-- What is required --
Set out every line of the listing below as a numbered list, omitting any blank lines.
---------------
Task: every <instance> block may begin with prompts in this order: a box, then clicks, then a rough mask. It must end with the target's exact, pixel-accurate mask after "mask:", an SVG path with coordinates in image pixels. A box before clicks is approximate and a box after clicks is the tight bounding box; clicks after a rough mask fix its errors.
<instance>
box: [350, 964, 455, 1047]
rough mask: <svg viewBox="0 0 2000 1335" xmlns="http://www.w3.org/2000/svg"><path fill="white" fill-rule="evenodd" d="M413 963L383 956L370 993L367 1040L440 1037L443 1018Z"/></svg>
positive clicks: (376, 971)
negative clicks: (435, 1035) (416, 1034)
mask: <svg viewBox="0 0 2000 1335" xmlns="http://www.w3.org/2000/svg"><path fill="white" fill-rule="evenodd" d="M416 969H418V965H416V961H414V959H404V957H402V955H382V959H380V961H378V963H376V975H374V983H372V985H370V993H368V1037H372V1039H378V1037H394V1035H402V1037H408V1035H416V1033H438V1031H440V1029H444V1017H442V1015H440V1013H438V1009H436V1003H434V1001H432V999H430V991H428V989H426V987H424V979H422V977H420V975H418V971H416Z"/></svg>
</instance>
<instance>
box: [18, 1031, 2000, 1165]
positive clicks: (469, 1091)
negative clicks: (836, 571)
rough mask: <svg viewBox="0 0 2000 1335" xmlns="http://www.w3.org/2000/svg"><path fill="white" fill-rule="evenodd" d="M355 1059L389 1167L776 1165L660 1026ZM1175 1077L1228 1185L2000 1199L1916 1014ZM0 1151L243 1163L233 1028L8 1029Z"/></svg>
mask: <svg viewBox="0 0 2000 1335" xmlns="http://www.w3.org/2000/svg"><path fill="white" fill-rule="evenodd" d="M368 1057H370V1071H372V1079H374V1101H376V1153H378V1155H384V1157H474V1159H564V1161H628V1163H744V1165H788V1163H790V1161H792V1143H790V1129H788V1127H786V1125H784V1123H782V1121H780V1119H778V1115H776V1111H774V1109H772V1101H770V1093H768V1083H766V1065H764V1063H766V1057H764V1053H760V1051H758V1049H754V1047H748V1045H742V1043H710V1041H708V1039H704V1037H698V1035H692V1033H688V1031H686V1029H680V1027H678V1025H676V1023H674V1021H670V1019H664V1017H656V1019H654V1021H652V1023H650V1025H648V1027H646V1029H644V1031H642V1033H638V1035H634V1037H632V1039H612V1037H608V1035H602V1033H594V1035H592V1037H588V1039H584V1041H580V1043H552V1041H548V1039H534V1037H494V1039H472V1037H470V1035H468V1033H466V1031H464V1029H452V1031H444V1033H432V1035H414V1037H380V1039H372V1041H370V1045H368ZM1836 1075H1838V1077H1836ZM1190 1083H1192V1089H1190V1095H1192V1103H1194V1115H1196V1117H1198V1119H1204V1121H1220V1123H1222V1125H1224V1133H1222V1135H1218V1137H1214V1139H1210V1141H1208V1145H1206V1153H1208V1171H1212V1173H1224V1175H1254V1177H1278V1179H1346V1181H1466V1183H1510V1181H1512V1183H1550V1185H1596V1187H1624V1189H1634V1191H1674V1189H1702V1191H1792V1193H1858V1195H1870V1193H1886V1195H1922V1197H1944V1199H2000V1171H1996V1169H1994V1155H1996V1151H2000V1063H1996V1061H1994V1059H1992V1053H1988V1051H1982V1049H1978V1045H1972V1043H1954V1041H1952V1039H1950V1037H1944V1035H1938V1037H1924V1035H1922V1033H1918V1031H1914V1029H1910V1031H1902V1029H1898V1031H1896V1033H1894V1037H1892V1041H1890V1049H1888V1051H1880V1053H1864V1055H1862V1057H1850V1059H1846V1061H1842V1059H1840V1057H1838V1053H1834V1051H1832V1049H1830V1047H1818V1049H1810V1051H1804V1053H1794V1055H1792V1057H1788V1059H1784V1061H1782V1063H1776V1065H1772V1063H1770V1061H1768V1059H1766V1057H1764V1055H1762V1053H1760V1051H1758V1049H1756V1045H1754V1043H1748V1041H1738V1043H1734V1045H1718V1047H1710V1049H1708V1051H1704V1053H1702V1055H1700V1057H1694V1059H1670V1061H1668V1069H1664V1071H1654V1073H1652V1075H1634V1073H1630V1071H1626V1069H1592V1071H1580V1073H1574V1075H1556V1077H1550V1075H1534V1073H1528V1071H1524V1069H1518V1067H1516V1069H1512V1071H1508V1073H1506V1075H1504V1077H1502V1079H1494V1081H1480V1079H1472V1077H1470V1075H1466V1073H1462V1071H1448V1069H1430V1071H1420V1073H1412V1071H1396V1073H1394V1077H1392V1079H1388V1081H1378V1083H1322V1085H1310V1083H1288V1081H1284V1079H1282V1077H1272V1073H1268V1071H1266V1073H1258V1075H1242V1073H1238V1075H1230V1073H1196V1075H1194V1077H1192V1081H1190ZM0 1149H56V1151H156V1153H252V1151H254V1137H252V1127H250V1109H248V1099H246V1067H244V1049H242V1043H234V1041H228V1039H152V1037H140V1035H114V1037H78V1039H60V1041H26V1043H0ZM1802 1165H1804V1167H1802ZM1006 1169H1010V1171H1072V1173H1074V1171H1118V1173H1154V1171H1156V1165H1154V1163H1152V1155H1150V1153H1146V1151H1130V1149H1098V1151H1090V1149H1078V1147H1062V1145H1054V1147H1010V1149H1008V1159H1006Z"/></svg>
---------------
-- Result of this exercise --
1. Task: every <instance> block may begin with prompts in this order: a box, then clicks, then a rough mask. It must end with the target's exact, pixel-accurate mask after "mask:", an SVG path with coordinates in image pixels. A box before clicks is approximate and a box after clicks is the tight bounding box; clicks after a rough mask fix its errors.
2. <instance>
3. box: [350, 964, 455, 1047]
4. rough mask: <svg viewBox="0 0 2000 1335" xmlns="http://www.w3.org/2000/svg"><path fill="white" fill-rule="evenodd" d="M413 963L383 956L370 993L367 1040L440 1037L443 1018Z"/></svg>
5. positive clicks: (376, 971)
6. negative clicks: (435, 1035) (416, 1034)
7. mask: <svg viewBox="0 0 2000 1335" xmlns="http://www.w3.org/2000/svg"><path fill="white" fill-rule="evenodd" d="M416 969H418V965H416V961H414V959H404V957H402V955H382V959H380V961H378V963H376V975H374V983H372V985H370V993H368V1037H372V1039H378V1037H394V1035H402V1037H408V1035H416V1033H438V1031H440V1029H444V1017H442V1015H440V1013H438V1009H436V1003H434V1001H432V999H430V991H428V989H426V987H424V979H422V977H420V975H418V971H416Z"/></svg>
8. </instance>
9. <instance>
10. box: [18, 1031, 2000, 1165]
11. positive clicks: (469, 1091)
12. negative clicks: (836, 571)
13. rough mask: <svg viewBox="0 0 2000 1335" xmlns="http://www.w3.org/2000/svg"><path fill="white" fill-rule="evenodd" d="M355 1059L389 1167L776 1165L660 1026ZM1175 1077L1228 1185L2000 1199L1916 1014ZM0 1151L243 1163L233 1028L8 1029Z"/></svg>
14. mask: <svg viewBox="0 0 2000 1335" xmlns="http://www.w3.org/2000/svg"><path fill="white" fill-rule="evenodd" d="M368 1057H370V1071H372V1079H374V1101H376V1153H378V1155H384V1157H474V1159H564V1161H628V1163H744V1165H788V1163H790V1161H792V1143H790V1129H788V1127H786V1125H784V1123H782V1121H780V1119H778V1115H776V1111H774V1109H772V1101H770V1093H768V1083H766V1065H764V1063H766V1057H764V1053H760V1051H758V1049H754V1047H748V1045H742V1043H710V1041H708V1039H704V1037H698V1035H692V1033H688V1031H686V1029H680V1027H678V1025H676V1023H674V1021H670V1019H664V1017H656V1019H654V1021H652V1023H650V1025H648V1027H646V1029H644V1031H642V1033H638V1035H634V1037H632V1039H612V1037H608V1035H602V1033H594V1035H592V1037H588V1039H584V1041H580V1043H552V1041H548V1039H534V1037H494V1039H472V1037H470V1035H468V1033H466V1031H464V1029H452V1031H444V1033H432V1035H414V1037H380V1039H372V1041H370V1045H368ZM1836 1075H1838V1077H1836ZM1190 1083H1192V1089H1190V1095H1192V1103H1194V1115H1196V1117H1198V1119H1204V1121H1220V1123H1222V1125H1224V1133H1222V1135H1218V1137H1214V1139H1210V1141H1208V1145H1206V1153H1208V1171H1212V1173H1224V1175H1254V1177H1278V1179H1346V1181H1466V1183H1510V1181H1512V1183H1550V1185H1596V1187H1624V1189H1634V1191H1674V1189H1702V1191H1792V1193H1858V1195H1870V1193H1886V1195H1922V1197H1944V1199H2000V1171H1996V1169H1994V1155H1996V1151H2000V1063H1996V1061H1994V1059H1992V1053H1988V1051H1982V1049H1978V1045H1972V1043H1954V1041H1952V1039H1950V1037H1944V1035H1938V1037H1924V1035H1922V1033H1918V1031H1914V1029H1910V1031H1902V1029H1898V1031H1896V1033H1894V1037H1892V1041H1890V1049H1888V1051H1880V1053H1864V1055H1862V1057H1850V1059H1846V1061H1842V1059H1840V1057H1838V1053H1834V1051H1832V1049H1830V1047H1818V1049H1810V1051H1804V1053H1794V1055H1792V1057H1788V1059H1784V1061H1782V1063H1776V1065H1772V1063H1770V1061H1768V1059H1766V1057H1764V1055H1762V1053H1760V1051H1758V1049H1756V1045H1754V1043H1748V1041H1738V1043H1734V1045H1718V1047H1710V1049H1708V1051H1704V1053H1702V1055H1700V1057H1694V1059H1670V1061H1668V1069H1664V1071H1654V1073H1652V1075H1634V1073H1630V1071H1626V1069H1592V1071H1580V1073H1574V1075H1556V1077H1550V1075H1534V1073H1528V1071H1524V1069H1518V1067H1516V1069H1512V1071H1508V1073H1506V1075H1504V1077H1502V1079H1494V1081H1480V1079H1472V1077H1470V1075H1466V1073H1462V1071H1448V1069H1430V1071H1420V1073H1412V1071H1396V1073H1394V1077H1392V1079H1388V1081H1378V1083H1322V1085H1310V1083H1288V1081H1284V1079H1282V1077H1272V1073H1268V1071H1266V1073H1258V1075H1242V1073H1238V1075H1230V1073H1196V1075H1194V1077H1192V1081H1190ZM0 1149H56V1151H156V1153H252V1151H254V1137H252V1127H250V1109H248V1099H246V1067H244V1049H242V1043H234V1041H228V1039H152V1037H140V1035H114V1037H78V1039H60V1041H26V1043H0ZM1802 1165H1804V1167H1802ZM1006 1169H1010V1171H1072V1173H1074V1171H1118V1173H1154V1171H1156V1165H1154V1163H1152V1155H1150V1153H1146V1151H1130V1149H1098V1151H1090V1149H1078V1147H1062V1145H1054V1147H1010V1149H1008V1159H1006Z"/></svg>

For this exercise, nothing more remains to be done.